[What this exercise asks]
a) Quote the thread on HTML charset vs XML encoding word for word, from "The moral of" to "discussion from 2003-10-30.".
b) Decide whether each statement agrees with the thread on HTML charset vs XML encoding, answering yes or no and quoting the words that settle it: (i) Julian Reschke says the author of the XML MIME RFC and the W3C TAG decided to fix RFC3023. (ii) Jason Clark holds that validity for a feedvalidator should be judged by Dare's recommendations rather than the specs. (iii) The last post says there are surely many XML processors that let you override the declared encoding.
c) In the thread on HTML charset vs XML encoding, what date is given for the TAG mailing list discussion?

It’s just data

HTML charset vs XML encoding

Dare Obasanjo: Mark Pilgrim has a post entitled Determining the character encoding of a feed where he does good job of sumarizing what the various specs say about determining the character encoding of an XML document retrieved on the World Wide Web via HTTP. The only problem with his post is that although it is a fairly accurate description of what the specs say it definitely does not reflect reality.

OK, so given this, what should a feedvalidator do?  Should it follow the specifications?  Should it follow Dare's recommendations?  Should it issue a warning if the specifications and Dare's recommendations differ for a given feed?


I hate to be pedantic, but it's called a feedvalidator for a reason.  Validity is determined within a frame of reference, i.e., with reference to the spec(s).  The specs Mark cites are relevant for character encoding, therefore they determine if a document is valid (with respect to character encoding). Or as my kids are tired of hearing me say, "If it's not right, it's wrong."

Taken from another angle, Dare's premise is that because most (web server) software does not support the spec, neither should other software:

The moral of this story is if you are writing an application that consumes XML using HTTP you should use the following rule of thumb for the forseeable [sic] future....

The rule of thumb cited is (paraphrasing, and emphasis mine) to treat text/?xml? mime-types as though they were application/?xml? mime-types, instead of following the specs.  There's a clue, however, in the phrase, "for the foreseeable future".  Which is more likely to occur in the future... the spec will change, or more software will be written/patched to conform to the spec?

Posted by Jason Clark at

Hi,

I believe the author of the XML MIME RFC and the W3C Technical Architecture Group (TAG) have recently discussed this problem and decided to fix RFC3023.

See for instance: TAG mailing list discussion from 2003-10-30.

Julian

Posted by Julian Reschke at

RE: HTML charset vs XML encoding

Julian brings up a point I forgot to mention in my post, many would argue that it is RFC 3023 that is broken. There is also the fact that to actually implement RFC 3023 you have to use an XML parser that gives you the option of overriding the encoding declared by in the XML document and using us-ascii. I'm not even sure there are XML processors around that allow you to do this.

[Data rows]
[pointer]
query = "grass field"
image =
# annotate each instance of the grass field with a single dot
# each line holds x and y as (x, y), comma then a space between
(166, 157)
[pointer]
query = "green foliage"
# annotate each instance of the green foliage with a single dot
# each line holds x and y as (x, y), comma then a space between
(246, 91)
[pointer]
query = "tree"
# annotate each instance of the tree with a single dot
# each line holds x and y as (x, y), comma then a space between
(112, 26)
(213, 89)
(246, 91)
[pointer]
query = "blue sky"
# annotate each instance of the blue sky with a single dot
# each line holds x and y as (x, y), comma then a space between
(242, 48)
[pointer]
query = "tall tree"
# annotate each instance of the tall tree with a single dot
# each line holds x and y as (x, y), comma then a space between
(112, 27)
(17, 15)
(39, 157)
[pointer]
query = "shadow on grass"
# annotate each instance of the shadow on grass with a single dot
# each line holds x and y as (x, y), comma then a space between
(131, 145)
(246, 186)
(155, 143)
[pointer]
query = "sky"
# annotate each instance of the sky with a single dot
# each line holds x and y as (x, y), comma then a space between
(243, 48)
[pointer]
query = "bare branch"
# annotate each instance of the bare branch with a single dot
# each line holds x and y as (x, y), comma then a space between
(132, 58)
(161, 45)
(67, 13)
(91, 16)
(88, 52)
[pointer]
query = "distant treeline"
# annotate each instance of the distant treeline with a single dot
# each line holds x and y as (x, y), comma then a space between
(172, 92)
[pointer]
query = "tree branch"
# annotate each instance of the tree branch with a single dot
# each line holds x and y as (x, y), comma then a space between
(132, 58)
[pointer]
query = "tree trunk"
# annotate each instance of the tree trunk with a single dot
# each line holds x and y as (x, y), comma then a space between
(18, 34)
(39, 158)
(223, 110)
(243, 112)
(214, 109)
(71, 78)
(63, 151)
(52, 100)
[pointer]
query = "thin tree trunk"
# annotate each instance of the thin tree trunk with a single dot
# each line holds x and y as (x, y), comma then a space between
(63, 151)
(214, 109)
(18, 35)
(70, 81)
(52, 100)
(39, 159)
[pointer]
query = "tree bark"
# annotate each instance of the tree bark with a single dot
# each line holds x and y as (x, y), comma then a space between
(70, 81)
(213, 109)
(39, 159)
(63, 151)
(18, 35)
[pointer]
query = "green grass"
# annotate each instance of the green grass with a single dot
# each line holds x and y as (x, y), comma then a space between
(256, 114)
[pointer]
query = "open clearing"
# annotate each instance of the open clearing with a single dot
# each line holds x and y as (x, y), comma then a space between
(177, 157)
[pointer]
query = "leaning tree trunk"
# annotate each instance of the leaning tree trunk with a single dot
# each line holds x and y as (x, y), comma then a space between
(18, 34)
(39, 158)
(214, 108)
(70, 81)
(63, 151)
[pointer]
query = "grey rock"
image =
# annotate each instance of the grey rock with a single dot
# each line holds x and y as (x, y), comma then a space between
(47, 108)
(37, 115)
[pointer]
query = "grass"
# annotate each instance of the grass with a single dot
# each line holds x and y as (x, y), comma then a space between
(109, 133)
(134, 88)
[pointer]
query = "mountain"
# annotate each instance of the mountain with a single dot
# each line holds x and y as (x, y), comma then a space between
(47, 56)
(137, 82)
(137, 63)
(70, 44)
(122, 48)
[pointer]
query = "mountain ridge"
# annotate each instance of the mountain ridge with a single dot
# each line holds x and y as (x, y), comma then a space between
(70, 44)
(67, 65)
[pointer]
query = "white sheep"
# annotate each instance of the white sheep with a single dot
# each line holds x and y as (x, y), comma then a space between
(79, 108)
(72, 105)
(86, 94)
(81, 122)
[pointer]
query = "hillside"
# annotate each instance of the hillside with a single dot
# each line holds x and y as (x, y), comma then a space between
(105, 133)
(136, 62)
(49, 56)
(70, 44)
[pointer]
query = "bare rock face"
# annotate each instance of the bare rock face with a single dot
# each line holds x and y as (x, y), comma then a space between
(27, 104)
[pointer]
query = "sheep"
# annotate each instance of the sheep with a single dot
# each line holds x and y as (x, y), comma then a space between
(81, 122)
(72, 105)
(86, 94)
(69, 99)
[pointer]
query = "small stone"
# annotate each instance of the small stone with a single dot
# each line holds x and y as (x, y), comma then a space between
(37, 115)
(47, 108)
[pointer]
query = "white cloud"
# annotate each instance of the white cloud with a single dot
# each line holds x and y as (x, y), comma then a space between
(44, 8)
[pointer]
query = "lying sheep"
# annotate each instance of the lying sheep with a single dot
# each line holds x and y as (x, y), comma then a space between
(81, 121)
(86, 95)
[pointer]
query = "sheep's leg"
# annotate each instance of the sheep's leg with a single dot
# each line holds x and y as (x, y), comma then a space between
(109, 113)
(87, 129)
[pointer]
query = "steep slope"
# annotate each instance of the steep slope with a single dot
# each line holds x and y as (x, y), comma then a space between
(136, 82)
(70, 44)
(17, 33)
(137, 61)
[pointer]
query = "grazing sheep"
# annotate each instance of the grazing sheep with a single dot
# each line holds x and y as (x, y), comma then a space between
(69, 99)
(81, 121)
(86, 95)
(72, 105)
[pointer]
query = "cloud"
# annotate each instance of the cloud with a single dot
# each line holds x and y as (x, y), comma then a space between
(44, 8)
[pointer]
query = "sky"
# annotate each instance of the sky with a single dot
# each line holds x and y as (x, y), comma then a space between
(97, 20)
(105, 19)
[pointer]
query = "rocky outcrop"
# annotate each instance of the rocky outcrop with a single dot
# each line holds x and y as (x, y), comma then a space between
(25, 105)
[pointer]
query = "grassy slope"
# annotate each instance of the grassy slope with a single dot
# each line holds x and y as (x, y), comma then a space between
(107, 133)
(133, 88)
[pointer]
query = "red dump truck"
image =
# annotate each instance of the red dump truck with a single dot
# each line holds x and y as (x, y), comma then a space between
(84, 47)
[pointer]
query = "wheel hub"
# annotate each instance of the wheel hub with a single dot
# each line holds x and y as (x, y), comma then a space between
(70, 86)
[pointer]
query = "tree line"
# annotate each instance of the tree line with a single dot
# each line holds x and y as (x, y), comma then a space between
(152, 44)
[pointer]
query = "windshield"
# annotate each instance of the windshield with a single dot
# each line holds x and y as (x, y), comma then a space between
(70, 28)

[Answers provided]
a)
The moral of this story is if you are writing an application that consumes XML using HTTP you should use the following rule of thumb for the forseeable [sic] future....

The rule of thumb cited is (paraphrasing, and emphasis mine) to treat text/?xml? mime-types as though they were application/?xml? mime-types, instead of following the specs.  There's a clue, however, in the phrase, "for the foreseeable future".  Which is more likely to occur in the future... the spec will change, or more software will be written/patched to conform to the spec?

Posted by Jason Clark at

Hi,

I believe the author of the XML MIME RFC and the W3C Technical Architecture Group (TAG) have recently discussed this problem and decided to fix RFC3023.

See for instance: TAG mailing list discussion from 2003-10-30.

b)
(i) Yes: "have recently discussed this problem and decided to fix RFC3023."
(ii) No: "The specs Mark cites are relevant for character encoding, therefore they determine if a document is valid (with respect to character encoding)."
(iii) No: "I'm not even sure there are XML processors around that allow you to do this."

c) 2003-10-30